Looking at the entries below, how many lines include the word "each"? Answer with the number alone.

##### Listed records

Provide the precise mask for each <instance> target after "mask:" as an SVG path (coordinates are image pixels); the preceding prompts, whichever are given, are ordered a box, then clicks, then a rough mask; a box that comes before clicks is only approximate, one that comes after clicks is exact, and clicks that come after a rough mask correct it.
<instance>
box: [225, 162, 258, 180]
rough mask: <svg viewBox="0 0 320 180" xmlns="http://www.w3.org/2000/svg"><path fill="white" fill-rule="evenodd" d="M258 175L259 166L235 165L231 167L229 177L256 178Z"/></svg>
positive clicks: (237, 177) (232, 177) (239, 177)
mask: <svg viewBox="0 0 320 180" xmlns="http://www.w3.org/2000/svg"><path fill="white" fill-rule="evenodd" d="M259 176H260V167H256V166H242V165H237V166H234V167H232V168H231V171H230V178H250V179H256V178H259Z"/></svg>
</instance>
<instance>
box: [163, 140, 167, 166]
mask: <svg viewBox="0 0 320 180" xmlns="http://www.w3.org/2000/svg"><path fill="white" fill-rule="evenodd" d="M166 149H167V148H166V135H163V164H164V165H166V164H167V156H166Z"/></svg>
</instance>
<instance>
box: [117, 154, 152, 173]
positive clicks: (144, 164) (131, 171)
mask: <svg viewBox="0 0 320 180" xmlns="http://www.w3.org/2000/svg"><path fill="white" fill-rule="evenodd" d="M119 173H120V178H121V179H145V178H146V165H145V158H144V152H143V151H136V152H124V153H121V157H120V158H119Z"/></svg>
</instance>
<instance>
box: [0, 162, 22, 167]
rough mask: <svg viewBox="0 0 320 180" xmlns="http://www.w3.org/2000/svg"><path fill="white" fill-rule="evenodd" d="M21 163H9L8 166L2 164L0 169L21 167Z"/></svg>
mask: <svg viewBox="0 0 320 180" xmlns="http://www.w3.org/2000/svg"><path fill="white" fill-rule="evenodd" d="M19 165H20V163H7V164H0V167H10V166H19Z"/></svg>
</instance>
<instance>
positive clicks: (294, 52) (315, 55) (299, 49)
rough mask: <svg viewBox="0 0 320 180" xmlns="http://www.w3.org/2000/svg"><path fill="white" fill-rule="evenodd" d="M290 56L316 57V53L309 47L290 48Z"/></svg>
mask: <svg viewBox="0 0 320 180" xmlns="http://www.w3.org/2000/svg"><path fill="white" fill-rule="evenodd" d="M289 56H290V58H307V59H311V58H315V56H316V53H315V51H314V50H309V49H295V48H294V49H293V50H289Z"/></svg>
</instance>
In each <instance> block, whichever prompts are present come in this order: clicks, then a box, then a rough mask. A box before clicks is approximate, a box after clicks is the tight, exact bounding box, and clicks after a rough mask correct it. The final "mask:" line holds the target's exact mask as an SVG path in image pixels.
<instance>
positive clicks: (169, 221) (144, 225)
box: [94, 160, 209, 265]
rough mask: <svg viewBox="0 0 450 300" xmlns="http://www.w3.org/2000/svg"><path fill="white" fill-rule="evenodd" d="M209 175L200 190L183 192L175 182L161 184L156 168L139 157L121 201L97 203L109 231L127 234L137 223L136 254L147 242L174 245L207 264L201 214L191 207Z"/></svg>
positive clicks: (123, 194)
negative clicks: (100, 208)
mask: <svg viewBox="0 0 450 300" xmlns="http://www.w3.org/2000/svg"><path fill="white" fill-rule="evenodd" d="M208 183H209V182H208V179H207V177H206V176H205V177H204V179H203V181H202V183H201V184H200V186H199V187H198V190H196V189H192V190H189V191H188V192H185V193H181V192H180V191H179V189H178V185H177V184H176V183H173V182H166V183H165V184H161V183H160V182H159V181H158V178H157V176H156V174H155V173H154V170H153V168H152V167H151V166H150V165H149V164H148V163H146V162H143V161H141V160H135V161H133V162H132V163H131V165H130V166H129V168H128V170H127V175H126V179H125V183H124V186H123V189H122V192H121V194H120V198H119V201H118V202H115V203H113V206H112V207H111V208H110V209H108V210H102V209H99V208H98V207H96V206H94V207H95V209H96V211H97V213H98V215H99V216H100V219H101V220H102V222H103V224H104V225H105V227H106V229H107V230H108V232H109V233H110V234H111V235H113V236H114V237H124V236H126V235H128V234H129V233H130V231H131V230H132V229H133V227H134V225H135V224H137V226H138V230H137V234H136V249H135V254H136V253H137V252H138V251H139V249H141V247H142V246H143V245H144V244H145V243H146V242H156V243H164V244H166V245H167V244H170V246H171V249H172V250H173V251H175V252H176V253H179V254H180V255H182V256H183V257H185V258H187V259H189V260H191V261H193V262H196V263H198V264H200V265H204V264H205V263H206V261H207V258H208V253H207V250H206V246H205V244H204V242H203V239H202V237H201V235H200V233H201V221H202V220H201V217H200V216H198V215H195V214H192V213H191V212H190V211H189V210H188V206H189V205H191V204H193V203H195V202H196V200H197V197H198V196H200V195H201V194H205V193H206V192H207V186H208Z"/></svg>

##########

Problem solution
2